--- Start of INPUT RECORDS ---

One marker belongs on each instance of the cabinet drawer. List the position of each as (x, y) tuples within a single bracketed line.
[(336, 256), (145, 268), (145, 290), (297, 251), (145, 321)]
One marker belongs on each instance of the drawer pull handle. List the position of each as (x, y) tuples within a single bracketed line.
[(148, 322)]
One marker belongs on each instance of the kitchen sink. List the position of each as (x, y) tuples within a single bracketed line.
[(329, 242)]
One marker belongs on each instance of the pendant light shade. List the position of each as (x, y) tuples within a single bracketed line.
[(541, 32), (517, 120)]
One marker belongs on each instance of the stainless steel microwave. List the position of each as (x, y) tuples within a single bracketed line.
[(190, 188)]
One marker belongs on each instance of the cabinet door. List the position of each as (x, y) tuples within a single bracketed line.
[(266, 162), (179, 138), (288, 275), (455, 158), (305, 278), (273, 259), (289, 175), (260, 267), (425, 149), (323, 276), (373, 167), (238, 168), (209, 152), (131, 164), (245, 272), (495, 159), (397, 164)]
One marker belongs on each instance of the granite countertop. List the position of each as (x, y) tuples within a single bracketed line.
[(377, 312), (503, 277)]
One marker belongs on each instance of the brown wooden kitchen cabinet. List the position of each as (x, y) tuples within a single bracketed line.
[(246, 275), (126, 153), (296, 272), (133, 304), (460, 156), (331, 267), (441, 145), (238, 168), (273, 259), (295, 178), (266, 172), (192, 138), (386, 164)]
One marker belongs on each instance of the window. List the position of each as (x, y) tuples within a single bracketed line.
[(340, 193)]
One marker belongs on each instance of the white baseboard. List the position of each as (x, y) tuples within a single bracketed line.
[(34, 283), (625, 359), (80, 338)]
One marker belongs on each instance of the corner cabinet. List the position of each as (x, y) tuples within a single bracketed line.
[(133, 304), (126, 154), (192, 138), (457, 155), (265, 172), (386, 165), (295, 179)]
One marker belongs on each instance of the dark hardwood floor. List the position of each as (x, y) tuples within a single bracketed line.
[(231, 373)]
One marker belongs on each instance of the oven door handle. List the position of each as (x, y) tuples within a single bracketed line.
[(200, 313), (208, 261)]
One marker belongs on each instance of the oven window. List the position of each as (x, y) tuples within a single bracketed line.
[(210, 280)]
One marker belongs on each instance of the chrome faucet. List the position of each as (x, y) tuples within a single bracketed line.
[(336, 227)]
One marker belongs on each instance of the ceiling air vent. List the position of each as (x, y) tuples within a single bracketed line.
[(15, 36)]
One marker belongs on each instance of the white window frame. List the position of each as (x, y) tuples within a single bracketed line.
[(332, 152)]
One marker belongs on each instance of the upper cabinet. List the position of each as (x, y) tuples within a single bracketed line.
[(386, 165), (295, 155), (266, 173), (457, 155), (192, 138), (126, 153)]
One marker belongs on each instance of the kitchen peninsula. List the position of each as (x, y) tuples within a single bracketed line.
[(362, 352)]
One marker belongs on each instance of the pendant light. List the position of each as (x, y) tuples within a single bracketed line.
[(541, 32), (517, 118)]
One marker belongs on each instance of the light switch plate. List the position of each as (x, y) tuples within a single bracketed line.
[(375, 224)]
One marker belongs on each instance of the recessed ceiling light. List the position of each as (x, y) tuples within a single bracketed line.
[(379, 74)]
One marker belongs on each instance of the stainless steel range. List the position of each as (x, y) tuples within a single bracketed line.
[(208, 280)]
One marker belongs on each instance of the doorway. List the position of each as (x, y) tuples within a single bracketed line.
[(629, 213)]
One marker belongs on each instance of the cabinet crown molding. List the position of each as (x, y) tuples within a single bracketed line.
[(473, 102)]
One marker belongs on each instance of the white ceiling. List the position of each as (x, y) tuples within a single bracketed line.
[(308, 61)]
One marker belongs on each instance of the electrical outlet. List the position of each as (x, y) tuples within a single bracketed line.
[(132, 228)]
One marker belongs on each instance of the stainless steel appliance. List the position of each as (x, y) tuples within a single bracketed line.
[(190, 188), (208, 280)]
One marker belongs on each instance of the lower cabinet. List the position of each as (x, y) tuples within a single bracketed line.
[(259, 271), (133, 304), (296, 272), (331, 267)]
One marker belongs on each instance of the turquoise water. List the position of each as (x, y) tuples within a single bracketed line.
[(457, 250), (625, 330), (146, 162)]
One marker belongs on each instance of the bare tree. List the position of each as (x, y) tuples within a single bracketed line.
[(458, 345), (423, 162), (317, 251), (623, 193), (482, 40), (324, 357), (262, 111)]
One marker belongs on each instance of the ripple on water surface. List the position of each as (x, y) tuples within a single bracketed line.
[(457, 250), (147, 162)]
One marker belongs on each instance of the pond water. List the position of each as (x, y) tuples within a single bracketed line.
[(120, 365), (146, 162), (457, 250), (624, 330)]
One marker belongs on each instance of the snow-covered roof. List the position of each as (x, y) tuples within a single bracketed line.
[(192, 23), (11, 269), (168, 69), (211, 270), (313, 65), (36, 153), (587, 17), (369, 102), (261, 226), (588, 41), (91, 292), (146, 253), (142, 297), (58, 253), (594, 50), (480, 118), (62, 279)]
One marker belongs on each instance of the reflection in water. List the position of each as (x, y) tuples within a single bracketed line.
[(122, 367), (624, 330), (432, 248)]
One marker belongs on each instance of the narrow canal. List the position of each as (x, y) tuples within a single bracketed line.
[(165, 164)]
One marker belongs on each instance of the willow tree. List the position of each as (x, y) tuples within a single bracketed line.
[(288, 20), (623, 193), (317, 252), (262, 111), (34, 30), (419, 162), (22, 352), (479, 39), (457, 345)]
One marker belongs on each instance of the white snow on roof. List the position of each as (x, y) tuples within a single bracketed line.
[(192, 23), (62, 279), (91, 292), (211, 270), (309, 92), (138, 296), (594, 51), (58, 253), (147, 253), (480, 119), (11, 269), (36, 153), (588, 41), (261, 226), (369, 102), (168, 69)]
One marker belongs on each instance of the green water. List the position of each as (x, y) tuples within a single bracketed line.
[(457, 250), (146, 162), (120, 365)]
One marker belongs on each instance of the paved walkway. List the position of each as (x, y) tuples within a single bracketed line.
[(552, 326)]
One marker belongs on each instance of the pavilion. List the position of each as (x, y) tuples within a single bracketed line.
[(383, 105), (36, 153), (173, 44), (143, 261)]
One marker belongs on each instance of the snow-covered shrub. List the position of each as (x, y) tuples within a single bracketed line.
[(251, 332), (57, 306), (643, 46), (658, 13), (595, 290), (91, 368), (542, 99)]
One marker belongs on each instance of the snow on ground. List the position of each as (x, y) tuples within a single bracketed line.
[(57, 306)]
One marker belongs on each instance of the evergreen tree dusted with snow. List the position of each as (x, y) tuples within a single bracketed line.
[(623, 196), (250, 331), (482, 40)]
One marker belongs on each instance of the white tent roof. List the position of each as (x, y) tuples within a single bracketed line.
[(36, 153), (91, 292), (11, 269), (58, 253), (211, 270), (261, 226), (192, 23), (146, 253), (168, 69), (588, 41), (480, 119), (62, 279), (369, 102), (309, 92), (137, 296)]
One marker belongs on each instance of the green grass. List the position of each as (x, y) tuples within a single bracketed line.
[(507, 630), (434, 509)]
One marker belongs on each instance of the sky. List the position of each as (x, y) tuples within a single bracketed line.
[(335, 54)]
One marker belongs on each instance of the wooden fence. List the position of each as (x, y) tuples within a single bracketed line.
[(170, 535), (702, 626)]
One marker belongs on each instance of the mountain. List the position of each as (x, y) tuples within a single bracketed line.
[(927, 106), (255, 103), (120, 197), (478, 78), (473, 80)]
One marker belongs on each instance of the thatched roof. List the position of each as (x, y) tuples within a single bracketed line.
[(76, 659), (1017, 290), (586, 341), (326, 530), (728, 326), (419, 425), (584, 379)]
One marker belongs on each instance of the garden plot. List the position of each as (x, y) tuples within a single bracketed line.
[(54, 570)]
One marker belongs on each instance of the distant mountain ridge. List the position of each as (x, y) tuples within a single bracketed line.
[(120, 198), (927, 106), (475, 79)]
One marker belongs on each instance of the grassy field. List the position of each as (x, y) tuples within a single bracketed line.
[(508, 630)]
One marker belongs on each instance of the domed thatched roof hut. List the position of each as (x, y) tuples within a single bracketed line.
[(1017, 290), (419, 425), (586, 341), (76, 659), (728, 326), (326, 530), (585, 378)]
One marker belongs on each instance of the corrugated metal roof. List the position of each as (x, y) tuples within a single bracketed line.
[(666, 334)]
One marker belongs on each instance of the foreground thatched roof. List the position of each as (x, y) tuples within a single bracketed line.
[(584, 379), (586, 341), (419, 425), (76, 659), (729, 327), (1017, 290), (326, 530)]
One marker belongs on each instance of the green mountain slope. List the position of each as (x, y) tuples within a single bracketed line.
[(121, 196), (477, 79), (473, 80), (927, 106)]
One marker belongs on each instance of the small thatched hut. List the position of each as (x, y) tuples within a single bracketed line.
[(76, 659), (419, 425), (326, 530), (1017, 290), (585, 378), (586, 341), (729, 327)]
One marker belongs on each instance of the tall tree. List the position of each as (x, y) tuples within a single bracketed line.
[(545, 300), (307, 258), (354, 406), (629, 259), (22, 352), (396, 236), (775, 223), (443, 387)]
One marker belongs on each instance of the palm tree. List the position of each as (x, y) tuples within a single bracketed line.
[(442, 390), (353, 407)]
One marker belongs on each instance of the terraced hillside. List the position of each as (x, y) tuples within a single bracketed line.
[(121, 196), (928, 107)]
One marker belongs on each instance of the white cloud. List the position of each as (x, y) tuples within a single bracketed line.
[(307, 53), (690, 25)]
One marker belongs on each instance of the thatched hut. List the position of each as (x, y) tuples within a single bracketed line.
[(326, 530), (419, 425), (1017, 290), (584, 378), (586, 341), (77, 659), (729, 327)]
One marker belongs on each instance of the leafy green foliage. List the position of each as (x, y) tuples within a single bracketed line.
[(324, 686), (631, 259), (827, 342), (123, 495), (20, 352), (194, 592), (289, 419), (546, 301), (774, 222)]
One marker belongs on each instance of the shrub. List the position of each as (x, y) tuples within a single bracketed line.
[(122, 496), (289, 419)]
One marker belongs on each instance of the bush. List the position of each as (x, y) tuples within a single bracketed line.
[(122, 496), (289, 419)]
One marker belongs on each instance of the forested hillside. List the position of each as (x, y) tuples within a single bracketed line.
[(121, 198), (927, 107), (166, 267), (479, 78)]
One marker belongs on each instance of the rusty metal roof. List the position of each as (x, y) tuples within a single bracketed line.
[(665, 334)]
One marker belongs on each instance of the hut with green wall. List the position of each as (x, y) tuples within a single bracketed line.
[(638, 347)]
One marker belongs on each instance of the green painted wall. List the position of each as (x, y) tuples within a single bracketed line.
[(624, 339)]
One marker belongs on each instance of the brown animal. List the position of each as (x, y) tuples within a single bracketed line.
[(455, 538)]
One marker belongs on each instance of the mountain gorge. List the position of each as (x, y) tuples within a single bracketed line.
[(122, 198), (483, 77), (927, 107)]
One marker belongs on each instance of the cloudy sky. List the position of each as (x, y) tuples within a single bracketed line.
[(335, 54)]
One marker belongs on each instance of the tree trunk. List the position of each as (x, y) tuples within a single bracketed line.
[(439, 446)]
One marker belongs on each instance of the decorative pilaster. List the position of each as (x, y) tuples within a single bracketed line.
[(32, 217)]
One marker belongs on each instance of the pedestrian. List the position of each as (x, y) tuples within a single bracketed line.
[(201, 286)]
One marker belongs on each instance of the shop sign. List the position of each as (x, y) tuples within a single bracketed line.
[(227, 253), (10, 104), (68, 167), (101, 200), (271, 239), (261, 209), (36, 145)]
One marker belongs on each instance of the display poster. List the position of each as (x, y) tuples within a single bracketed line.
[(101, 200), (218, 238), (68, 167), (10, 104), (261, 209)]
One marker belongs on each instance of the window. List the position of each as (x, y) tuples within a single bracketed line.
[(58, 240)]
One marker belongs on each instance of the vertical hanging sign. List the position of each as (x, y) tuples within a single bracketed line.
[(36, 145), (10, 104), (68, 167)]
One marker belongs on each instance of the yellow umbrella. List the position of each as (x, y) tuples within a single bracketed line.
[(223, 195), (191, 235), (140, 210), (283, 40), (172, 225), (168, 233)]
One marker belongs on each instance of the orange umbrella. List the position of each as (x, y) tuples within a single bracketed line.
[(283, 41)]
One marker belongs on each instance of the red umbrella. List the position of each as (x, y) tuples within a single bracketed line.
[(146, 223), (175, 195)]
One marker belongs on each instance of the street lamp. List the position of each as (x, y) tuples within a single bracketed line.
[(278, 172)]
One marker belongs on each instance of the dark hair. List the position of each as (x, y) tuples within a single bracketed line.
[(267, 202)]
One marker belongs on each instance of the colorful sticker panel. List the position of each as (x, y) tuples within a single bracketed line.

--- End of INPUT RECORDS ---

> [SHORT PROBLEM] Copy out, word for word, the lines of the items above from the one containing "One marker belongs on each instance of the doorway." through the one containing "[(308, 61)]", including both of those lines.

> [RESPONSE FOR THIS EXERCISE]
One marker belongs on each instance of the doorway. List the position of each as (x, y) tuples within a single bracketed line.
[(629, 213)]
One marker belongs on each instance of the cabinet crown molding. List the position of each as (x, y) tuples within a single bracketed line.
[(473, 102)]
One marker belongs on each instance of the white ceiling. List the position of each as (x, y) tuples within a single bracketed line.
[(308, 61)]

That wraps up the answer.